# Valspar Contractor 2000



## Wolfgang (Nov 16, 2008)

Had the Valspar Rep comp me a 5 of their Contractor 2000 interior eggshell. Said it was formulated to compare to SW ProMar 200. I was doing an insurance resto fire job and thought I'd use it on it.

Not kidding guys, this is some decent paint. Cut and rolled real nice and it may be just might be a little better than the SW200. The other nice thing is that it comes in a deep base tint. Now the drawback is that you gotta go to Lowe's but if you do any ins. resto business and you have to use the box stores give the stuff a try and post your opinion of it.


----------



## TJ Paint (Jun 18, 2009)

a few years ago, I worked for a company who had a small crew. This old timer I worked with on most projects hardly ever talked. He only said something when it absolutely needed to be said. We would go to lunch and he wouldn't speak one word thru the entire lunch. One time I got tired of the silence and asked him what he thought of the paint we were using and if he thought it was better or worse than a diff brand. He responded with the efficiency of verbiage that reflected his disposition and said "paint is paint".

EXCERPTED DATA
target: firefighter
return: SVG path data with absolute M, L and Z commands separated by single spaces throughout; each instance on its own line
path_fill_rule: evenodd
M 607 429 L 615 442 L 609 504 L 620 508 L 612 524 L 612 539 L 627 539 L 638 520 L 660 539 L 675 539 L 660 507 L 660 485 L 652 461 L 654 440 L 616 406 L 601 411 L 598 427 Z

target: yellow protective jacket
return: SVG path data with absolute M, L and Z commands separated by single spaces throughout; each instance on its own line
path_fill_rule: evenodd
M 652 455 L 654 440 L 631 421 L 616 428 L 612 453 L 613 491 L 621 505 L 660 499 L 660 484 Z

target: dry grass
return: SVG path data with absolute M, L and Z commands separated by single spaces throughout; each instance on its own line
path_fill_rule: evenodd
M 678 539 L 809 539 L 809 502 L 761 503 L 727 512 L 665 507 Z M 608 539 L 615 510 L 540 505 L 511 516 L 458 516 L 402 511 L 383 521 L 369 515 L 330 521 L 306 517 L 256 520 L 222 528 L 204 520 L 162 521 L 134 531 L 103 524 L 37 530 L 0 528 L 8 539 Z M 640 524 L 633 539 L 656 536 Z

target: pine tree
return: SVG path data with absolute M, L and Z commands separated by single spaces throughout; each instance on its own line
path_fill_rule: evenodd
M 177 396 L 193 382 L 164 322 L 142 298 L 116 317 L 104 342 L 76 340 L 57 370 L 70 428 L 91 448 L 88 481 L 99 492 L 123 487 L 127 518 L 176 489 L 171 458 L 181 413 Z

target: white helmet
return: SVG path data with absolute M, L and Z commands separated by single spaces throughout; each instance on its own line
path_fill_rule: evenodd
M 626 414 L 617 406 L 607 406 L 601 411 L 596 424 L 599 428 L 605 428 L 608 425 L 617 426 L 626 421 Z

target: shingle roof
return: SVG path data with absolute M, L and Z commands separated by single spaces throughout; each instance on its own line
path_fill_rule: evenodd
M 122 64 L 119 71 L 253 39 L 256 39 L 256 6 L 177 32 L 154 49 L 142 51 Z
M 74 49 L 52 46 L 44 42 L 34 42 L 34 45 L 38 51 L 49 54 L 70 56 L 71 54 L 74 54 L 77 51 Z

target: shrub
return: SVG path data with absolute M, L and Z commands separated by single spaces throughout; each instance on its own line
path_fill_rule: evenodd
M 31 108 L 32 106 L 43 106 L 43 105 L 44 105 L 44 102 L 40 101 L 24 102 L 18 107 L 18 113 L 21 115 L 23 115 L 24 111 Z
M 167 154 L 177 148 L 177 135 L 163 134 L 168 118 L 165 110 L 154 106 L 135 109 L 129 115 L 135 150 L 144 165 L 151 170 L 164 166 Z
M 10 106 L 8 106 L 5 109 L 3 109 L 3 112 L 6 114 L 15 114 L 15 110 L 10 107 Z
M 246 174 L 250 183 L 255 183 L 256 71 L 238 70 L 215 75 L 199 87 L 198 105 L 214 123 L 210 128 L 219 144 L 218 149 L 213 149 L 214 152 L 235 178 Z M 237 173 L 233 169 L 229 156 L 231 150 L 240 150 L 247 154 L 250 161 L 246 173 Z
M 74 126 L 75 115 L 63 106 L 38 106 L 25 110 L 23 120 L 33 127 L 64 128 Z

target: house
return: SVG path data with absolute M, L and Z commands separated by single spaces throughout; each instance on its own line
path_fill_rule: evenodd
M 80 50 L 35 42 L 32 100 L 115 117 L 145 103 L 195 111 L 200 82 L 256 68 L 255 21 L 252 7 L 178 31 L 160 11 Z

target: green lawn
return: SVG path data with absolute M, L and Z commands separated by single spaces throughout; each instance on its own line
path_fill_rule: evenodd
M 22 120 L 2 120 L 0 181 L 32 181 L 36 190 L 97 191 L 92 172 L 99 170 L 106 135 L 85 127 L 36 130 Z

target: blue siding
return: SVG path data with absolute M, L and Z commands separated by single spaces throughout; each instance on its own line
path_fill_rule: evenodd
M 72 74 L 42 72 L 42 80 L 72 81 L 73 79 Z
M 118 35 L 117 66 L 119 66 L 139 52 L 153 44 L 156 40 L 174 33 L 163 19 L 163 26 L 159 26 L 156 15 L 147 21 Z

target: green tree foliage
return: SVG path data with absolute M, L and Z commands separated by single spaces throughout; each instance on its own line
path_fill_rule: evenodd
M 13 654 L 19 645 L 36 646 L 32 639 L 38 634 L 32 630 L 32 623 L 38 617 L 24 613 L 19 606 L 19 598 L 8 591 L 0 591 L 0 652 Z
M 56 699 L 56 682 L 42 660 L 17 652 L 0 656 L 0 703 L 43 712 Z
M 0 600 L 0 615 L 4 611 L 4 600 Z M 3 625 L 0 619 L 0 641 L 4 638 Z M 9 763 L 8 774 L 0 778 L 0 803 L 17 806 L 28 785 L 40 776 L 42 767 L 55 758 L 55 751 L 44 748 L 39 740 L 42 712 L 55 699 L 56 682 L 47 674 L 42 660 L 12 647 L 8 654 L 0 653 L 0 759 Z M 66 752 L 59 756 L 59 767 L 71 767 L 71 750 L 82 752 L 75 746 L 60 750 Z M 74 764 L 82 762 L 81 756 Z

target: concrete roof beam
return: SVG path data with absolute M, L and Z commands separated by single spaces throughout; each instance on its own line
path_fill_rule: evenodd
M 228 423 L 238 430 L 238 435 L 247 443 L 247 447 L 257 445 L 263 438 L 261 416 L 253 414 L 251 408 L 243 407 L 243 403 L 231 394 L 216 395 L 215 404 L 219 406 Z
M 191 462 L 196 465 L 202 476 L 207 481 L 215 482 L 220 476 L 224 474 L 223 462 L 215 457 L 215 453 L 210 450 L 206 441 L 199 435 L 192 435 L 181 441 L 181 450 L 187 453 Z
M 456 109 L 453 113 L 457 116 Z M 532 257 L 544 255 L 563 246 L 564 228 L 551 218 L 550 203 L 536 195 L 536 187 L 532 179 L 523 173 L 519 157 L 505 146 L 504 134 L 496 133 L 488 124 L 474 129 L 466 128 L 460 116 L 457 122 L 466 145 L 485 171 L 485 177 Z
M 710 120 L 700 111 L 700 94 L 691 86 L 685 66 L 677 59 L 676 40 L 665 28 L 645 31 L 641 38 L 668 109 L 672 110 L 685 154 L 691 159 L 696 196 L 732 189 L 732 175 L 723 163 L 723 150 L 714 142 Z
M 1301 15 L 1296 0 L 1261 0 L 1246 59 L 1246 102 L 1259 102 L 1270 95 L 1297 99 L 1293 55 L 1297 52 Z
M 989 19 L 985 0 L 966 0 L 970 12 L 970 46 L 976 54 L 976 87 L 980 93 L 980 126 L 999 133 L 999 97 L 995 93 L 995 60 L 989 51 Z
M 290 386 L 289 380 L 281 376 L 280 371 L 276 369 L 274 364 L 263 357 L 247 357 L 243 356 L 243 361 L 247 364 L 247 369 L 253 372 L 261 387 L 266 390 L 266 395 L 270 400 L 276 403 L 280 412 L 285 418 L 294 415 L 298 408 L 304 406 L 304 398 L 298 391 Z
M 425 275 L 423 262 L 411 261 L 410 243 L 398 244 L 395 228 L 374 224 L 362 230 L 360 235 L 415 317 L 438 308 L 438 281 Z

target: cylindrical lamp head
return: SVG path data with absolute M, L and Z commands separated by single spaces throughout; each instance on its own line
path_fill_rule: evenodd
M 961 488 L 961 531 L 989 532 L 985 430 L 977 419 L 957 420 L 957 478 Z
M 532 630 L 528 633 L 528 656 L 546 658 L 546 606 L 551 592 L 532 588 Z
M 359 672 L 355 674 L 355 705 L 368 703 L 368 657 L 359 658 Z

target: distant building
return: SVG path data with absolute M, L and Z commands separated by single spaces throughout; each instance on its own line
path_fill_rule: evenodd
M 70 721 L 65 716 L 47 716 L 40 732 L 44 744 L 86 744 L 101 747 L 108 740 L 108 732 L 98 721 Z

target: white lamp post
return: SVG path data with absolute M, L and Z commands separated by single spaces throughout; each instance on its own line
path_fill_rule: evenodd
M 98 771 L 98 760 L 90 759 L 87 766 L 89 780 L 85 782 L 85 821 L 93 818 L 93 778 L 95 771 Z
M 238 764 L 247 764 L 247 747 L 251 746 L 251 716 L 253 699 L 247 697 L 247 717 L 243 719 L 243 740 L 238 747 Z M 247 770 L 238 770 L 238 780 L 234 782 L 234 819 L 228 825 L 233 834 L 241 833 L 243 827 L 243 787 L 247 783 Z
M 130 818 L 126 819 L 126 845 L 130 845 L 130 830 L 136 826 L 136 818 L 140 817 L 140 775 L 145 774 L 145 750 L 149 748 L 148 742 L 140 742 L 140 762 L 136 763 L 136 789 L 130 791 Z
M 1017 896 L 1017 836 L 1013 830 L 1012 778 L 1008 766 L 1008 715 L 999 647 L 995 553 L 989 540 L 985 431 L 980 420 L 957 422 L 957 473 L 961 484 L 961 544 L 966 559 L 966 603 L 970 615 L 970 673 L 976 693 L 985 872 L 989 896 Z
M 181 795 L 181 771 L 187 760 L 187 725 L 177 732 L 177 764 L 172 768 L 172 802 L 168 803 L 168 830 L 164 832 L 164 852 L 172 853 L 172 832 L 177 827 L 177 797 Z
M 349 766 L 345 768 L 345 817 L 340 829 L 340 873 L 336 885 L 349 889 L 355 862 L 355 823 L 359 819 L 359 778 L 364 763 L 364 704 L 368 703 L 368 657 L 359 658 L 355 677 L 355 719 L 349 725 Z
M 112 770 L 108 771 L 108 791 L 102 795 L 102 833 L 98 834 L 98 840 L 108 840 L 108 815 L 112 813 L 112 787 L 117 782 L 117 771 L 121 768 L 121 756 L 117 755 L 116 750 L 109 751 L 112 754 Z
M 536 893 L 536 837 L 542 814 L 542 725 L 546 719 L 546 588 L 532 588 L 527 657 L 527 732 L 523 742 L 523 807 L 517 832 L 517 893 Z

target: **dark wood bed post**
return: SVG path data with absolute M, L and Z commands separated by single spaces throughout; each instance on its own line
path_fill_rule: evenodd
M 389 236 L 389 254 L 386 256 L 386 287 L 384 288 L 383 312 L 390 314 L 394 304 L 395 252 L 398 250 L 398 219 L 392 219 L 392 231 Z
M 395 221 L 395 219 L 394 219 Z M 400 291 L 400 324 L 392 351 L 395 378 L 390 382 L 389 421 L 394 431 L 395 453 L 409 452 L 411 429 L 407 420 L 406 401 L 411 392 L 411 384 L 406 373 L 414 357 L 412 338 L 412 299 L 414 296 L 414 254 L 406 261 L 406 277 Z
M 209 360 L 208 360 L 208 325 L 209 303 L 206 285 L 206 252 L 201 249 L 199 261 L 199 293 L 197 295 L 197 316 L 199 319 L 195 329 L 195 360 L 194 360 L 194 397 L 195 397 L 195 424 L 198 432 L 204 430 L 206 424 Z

THE TASKS
[1] Answer these about the Valspar Contractor 2000 thread:
(a) Which paint did the Valspar rep say Contractor 2000 was formulated to compare to?
(b) What store does a painter have to go to for this paint?
(c) What did the quiet old timer say when asked about the paint?
[2] Write the next part of the Valspar Contractor 2000 thread, picking up after its last sentence.
The data has no connection to the Valspar Contractor 2000 thread.

RESPONSES FOR EACH TASK
[1]
(a) SW ProMar 200
(b) Lowe's
(c) "paint is paint"

[2]
Now what did he mean? He didn't elaborate or qualify his statement. Now for the most part, he was a craftsman, not the operator of the company. He did great work and was very knowledgeable on every procedure done, and he was fast. I was a bit surprised by his statement on paint. Like he could care less what paint he used. This puzzled me because I have opinions on what is better paint and what is inferior, and assumed he would since he is more experienced and in the trade longer than I. 

It took me awhile, but I think I get it. His job is to get that paint applied and make it look good. And he did that. He could complain about how crappy this Ace paint was all day but that wouldn't change the fact he needed to get it on the wall. (we didnt use Ace paint but used it as an example). My point is, his job was to do what was expected by the superintendent/owner. The owners job was to make money and please the customer, and try to sell a quality job.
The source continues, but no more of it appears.